*GIVEN TEXT*
The scale of sizes that 3D printing machines can handle is impressive, from huge wind turbine blades to parts that are small, such as two microns. John Kawola, CEO of Boston Micro Fabrication discusses the microscale side of 3D printing.
Microscale 3D printing is the concept of making parts at millimeter scale or even sub millimeter scale. It’s a technology that has been available for five, maybe even 10 years. What’s new is that this technology is being commercialized for industrial use.
Boston Micro Fabrication (BMF) uses a microscale technology that is a variant of stereolithography. It is called projection micro stereolithography, or PµSL. A Boston MIT professor, Nick Fang, developed the idea. Fang had been working on micro fabrication techniques over the years.
A lot of those micro fabrication techniques are not 3D printing. These techniques include embossing, and etching and photolithography. But for 3D printed micro parts, applications include the semiconductor and the MIM space.
Fang’s idea was to try to move into the 3D printing/additive manufacturing space. The concept was to use the PµSL approach, which is similar to other DLP 3D printers in the market. The approach consists of a resin bath, with light to cure the resin. In BMF systems, the light source is focused down to a very fine resolution and the movement is controlled to ensure precision.

*LISTED ENTRIES*

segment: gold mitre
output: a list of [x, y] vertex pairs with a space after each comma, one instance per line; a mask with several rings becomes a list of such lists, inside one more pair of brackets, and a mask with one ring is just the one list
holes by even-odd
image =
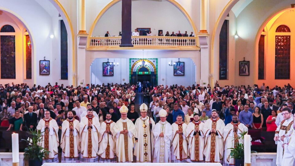
[[128, 112], [128, 108], [127, 108], [127, 107], [125, 106], [125, 105], [123, 104], [123, 105], [122, 105], [122, 107], [120, 108], [119, 110], [120, 111], [120, 113], [127, 113]]
[[140, 105], [139, 109], [141, 112], [147, 112], [148, 106], [145, 103], [142, 103], [142, 104]]
[[161, 109], [159, 112], [159, 116], [160, 117], [166, 117], [167, 115], [167, 111], [163, 109]]

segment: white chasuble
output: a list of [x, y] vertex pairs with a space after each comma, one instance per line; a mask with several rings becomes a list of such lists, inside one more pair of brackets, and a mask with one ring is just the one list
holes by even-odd
[[[185, 132], [187, 125], [182, 122], [179, 123], [177, 121], [171, 125], [172, 136], [172, 162], [186, 162], [187, 158], [187, 144]], [[183, 132], [182, 134], [176, 133], [177, 130]]]
[[[220, 162], [223, 156], [223, 121], [219, 117], [215, 120], [212, 118], [207, 120], [204, 125], [203, 132], [205, 133], [205, 146], [204, 154], [205, 161], [211, 163]], [[212, 129], [216, 132], [210, 132]]]
[[[121, 131], [128, 130], [128, 133], [120, 134]], [[116, 152], [119, 162], [133, 161], [133, 138], [136, 135], [135, 126], [129, 119], [120, 119], [114, 126], [116, 136]]]
[[[238, 128], [238, 131], [234, 131], [234, 126]], [[235, 148], [237, 144], [243, 142], [243, 140], [238, 140], [238, 136], [240, 136], [241, 133], [247, 132], [248, 128], [244, 124], [239, 122], [234, 124], [232, 122], [226, 125], [223, 129], [225, 154], [224, 162], [230, 165], [234, 165], [234, 159], [230, 156], [230, 151], [229, 148]]]
[[[286, 140], [292, 130], [291, 129], [293, 124], [292, 117], [286, 120], [283, 120], [281, 122], [280, 125], [277, 126], [275, 132], [275, 136], [279, 137], [279, 140], [275, 142], [276, 144], [277, 145], [277, 165], [280, 166], [281, 164], [284, 151], [284, 148], [282, 147], [282, 145], [283, 144], [287, 143], [286, 142]], [[281, 138], [283, 136], [286, 137], [284, 138], [283, 140], [282, 141], [281, 140]]]
[[[73, 131], [70, 131], [72, 127]], [[62, 151], [61, 162], [77, 162], [80, 160], [80, 123], [74, 118], [71, 121], [68, 118], [61, 125], [61, 148]]]
[[[161, 133], [164, 136], [160, 136]], [[172, 128], [167, 121], [156, 124], [153, 131], [155, 139], [154, 158], [157, 163], [168, 163], [171, 160], [170, 146], [172, 140]]]
[[[49, 124], [49, 127], [45, 129], [47, 124]], [[44, 154], [43, 162], [58, 162], [57, 147], [59, 142], [57, 133], [58, 126], [56, 121], [51, 118], [47, 121], [43, 118], [39, 121], [37, 128], [41, 132], [44, 132], [42, 133], [42, 141], [39, 143], [39, 145], [50, 152], [49, 154]]]
[[[111, 162], [116, 161], [116, 146], [114, 140], [115, 133], [114, 126], [116, 123], [111, 120], [107, 122], [105, 121], [101, 123], [99, 131], [99, 150], [97, 153], [100, 157], [100, 162]], [[109, 133], [106, 131], [108, 130]]]
[[[201, 161], [204, 160], [204, 146], [205, 140], [203, 129], [204, 124], [199, 121], [194, 121], [188, 124], [186, 131], [188, 141], [187, 156], [187, 161]], [[199, 129], [199, 132], [195, 132], [196, 128]]]
[[[136, 134], [135, 138], [138, 139], [137, 142], [136, 143], [134, 156], [136, 156], [136, 162], [150, 162], [152, 160], [151, 154], [154, 150], [154, 136], [152, 134], [151, 135], [151, 128], [148, 122], [149, 119], [147, 116], [144, 118], [140, 117], [135, 121]], [[152, 119], [151, 119], [151, 121], [152, 131], [155, 127], [155, 122]]]
[[[88, 123], [92, 125], [88, 127]], [[81, 161], [96, 162], [98, 151], [98, 139], [100, 124], [98, 119], [92, 116], [89, 118], [88, 116], [82, 117], [80, 122], [81, 145]]]

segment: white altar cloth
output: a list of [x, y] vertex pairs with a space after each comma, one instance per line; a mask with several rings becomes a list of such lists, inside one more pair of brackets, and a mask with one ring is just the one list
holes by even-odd
[[219, 163], [46, 163], [43, 164], [42, 166], [222, 166]]

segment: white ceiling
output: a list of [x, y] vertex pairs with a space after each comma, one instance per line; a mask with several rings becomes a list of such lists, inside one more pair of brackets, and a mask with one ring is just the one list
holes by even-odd
[[236, 17], [237, 17], [243, 10], [253, 0], [240, 0], [231, 9]]

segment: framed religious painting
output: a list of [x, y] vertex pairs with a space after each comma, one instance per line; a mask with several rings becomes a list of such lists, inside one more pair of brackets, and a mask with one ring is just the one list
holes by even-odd
[[247, 76], [250, 75], [250, 61], [240, 61], [239, 65], [239, 75]]
[[102, 62], [102, 75], [104, 76], [114, 76], [114, 64], [108, 62]]
[[50, 74], [50, 62], [47, 60], [39, 61], [39, 74], [40, 75]]
[[173, 74], [175, 76], [184, 76], [184, 62], [175, 62], [173, 66]]

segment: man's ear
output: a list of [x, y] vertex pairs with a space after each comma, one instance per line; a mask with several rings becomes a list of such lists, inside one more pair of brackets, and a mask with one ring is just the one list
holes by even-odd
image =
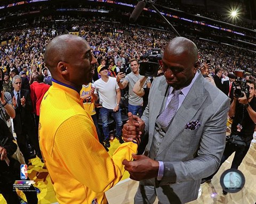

*INSTRUCTION A*
Name the micro fabrication techniques that the text on microscale 3D printing says are not 3D printing.
*INSTRUCTION B*
Duplicate the passage of the text on microscale 3D printing starting with "Microscale 3D printing" and going on through "over the years.".

*CORRECT OUTPUT A*
Embossing, etching, and photolithography.

*CORRECT OUTPUT B*
Microscale 3D printing is the concept of making parts at millimeter scale or even sub millimeter scale. It’s a technology that has been available for five, maybe even 10 years. What’s new is that this technology is being commercialized for industrial use.
Boston Micro Fabrication (BMF) uses a microscale technology that is a variant of stereolithography. It is called projection micro stereolithography, or PµSL. A Boston MIT professor, Nick Fang, developed the idea. Fang had been working on micro fabrication techniques over the years.